**REQUEST**
Can you arrange the material from the line with "Can you see the blurred orange" through the line with "pixel 1080 710", both included, as a JSON list of strings with one string per line and no blank lines?

**EXERCISE DATA**
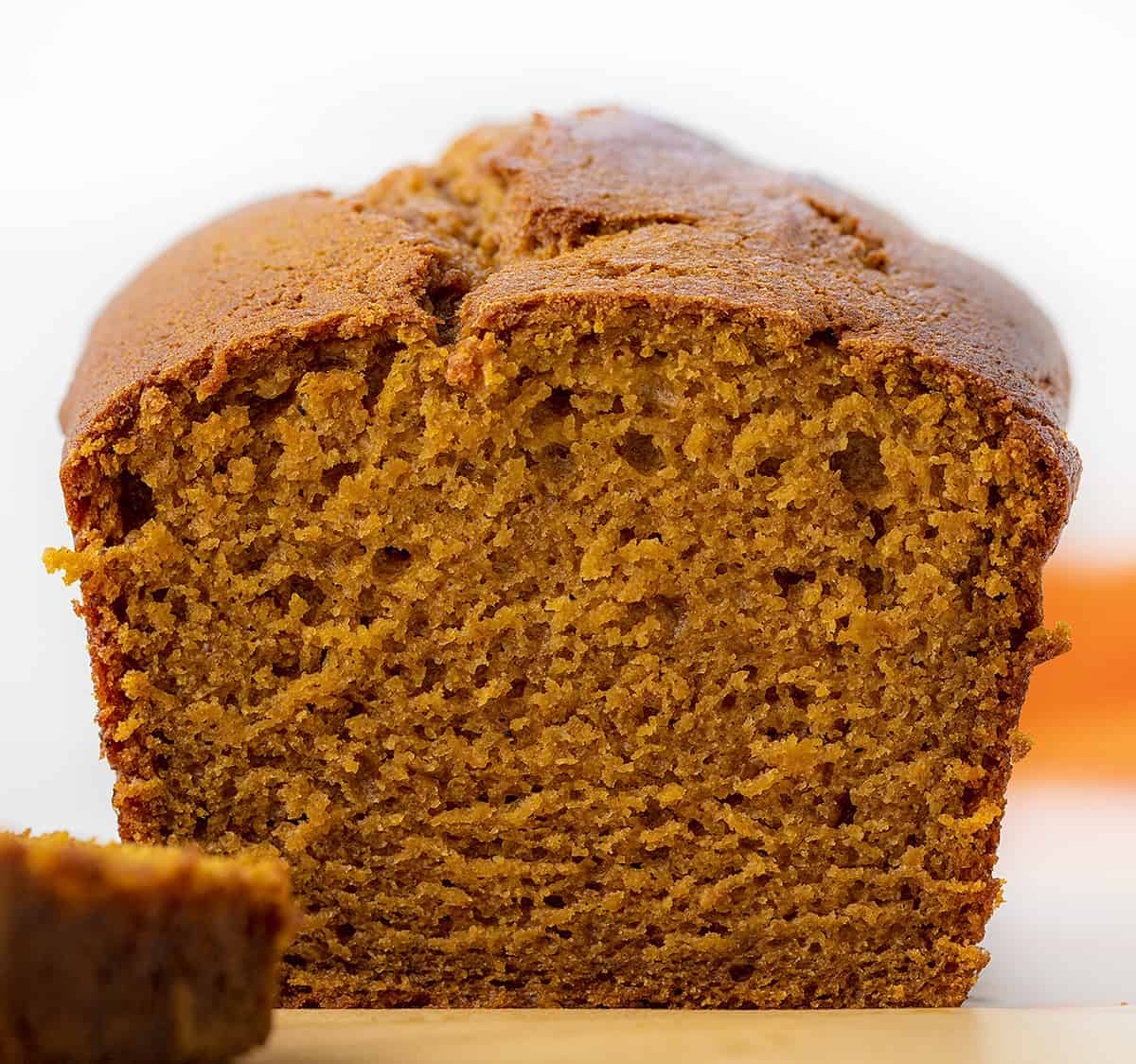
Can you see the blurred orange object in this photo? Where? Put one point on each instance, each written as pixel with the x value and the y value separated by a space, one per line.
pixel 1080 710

==

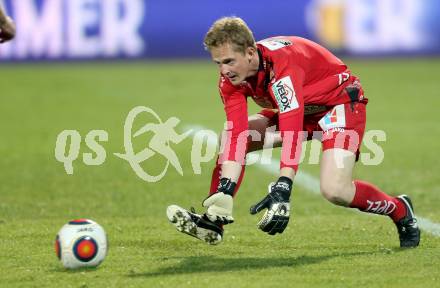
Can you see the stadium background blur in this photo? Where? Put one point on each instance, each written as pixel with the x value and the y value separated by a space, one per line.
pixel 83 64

--

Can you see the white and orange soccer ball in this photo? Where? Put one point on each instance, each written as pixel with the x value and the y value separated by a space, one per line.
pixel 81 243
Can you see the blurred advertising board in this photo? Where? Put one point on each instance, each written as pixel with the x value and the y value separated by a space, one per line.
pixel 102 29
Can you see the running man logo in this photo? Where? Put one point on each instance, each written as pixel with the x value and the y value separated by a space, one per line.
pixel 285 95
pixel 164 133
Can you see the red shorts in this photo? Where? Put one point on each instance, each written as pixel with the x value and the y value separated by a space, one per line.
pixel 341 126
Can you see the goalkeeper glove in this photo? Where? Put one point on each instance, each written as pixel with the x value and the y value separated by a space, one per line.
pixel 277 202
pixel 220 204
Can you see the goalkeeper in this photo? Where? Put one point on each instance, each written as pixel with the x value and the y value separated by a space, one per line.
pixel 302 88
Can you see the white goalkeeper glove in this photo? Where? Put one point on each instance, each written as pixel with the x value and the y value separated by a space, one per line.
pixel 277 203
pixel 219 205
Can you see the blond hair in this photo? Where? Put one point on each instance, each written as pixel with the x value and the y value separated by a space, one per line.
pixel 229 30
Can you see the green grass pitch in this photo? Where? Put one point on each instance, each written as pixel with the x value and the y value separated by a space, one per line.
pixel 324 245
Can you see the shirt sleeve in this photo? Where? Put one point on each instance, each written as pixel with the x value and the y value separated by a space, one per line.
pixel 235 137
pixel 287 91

**TASK RESULT**
[
  "Can you see the blurred orange object in this photo? Where? Put one point on each instance, each written as pixel with the x value and the y value separated by a space, one per line.",
  "pixel 1080 710"
]